What you need to do:
Reproduce every line of the items below verbatim, with no additions, omissions, or changes.

Exercise input:
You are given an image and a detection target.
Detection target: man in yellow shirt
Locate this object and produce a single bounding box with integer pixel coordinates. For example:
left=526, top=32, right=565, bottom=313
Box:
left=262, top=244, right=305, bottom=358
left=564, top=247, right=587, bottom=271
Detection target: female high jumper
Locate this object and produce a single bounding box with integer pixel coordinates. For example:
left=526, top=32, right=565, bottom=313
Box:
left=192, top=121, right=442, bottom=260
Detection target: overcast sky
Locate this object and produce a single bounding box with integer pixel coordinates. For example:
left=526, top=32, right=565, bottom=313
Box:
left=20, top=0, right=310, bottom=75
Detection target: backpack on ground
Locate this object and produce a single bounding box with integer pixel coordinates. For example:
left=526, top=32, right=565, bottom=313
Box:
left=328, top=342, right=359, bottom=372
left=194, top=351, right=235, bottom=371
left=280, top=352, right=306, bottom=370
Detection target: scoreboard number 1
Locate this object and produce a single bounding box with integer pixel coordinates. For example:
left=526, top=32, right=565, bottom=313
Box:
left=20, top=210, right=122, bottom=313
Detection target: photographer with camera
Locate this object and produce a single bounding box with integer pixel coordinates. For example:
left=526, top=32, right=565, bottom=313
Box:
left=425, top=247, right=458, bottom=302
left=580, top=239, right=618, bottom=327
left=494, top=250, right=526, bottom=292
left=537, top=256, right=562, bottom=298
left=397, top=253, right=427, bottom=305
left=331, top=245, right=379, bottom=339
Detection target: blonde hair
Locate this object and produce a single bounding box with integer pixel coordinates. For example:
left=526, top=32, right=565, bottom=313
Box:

Result:
You are given an image and a detection target.
Detection target: man in yellow shirt
Locate this object and produce a single bounding box with integer pixel coordinates. For example:
left=526, top=32, right=565, bottom=313
Box:
left=262, top=244, right=305, bottom=358
left=564, top=247, right=587, bottom=271
Detection target: female high jumper
Locate this object and produce a single bounding box with integer pixel coordinates. For example:
left=526, top=32, right=565, bottom=313
Box:
left=192, top=121, right=442, bottom=260
Detection target: overcast sky
Locate this object and produce a single bounding box with integer pixel coordinates. For example:
left=526, top=32, right=565, bottom=313
Box:
left=20, top=0, right=310, bottom=75
Detection target: backpack on ground
Locate this object and produce a single bounding box with integer pixel coordinates. For example:
left=526, top=32, right=565, bottom=313
Box:
left=328, top=342, right=359, bottom=372
left=194, top=351, right=235, bottom=371
left=280, top=352, right=306, bottom=370
Detection target: scoreboard number 1
Locate this object and produce a single bounding box with integer pixel coordinates. For example:
left=526, top=32, right=565, bottom=313
Box:
left=20, top=210, right=122, bottom=313
Detection target: photographer with camera
Locate this object and produce a single bounding box with integer pixel coordinates. For example:
left=526, top=32, right=565, bottom=313
Box:
left=425, top=247, right=458, bottom=302
left=580, top=239, right=618, bottom=327
left=494, top=250, right=526, bottom=292
left=537, top=256, right=562, bottom=298
left=397, top=253, right=427, bottom=305
left=331, top=245, right=379, bottom=339
Detection target: blonde hair
Locate this object and produce a single bounding box with integer pixel coordinates. For example:
left=526, top=32, right=565, bottom=313
Box:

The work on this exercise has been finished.